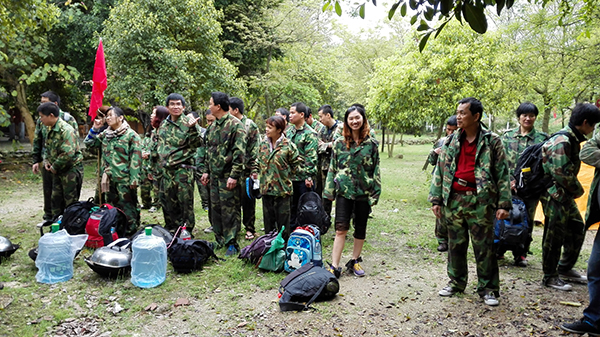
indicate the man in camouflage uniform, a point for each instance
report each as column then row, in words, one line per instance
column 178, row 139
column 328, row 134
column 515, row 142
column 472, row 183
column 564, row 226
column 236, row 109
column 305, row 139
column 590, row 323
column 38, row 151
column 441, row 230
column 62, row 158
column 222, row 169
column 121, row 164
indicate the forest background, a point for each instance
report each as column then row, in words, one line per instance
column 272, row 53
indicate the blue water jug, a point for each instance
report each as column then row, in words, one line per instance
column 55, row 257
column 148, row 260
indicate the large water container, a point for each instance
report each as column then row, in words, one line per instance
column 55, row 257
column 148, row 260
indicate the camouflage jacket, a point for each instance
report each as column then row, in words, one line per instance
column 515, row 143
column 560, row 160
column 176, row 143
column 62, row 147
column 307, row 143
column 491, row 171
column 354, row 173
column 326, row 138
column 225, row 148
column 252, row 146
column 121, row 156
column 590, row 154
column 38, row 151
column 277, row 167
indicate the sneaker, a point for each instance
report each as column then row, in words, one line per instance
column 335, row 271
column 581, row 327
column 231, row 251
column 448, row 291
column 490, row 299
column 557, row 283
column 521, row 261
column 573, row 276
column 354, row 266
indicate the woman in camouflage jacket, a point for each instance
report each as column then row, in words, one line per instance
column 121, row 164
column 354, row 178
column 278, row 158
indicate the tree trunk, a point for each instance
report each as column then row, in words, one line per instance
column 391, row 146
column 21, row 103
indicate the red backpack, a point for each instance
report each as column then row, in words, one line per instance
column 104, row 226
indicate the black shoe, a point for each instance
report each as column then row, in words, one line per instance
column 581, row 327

◇ ◇ ◇ ◇

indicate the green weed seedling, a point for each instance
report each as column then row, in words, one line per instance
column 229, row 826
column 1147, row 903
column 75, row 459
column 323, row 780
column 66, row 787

◇ ◇ ◇ ◇

### Instructions to follow
Copy the rows from the line that contains "indicate the red" through the line that contains "column 104, row 226", swapping "backpack" for "rucksack" and leaving everything else unchanged. Give only those rows.

### Exercise response
indicate the red rucksack, a point for each instance
report each as column then row, in words, one line per instance
column 104, row 226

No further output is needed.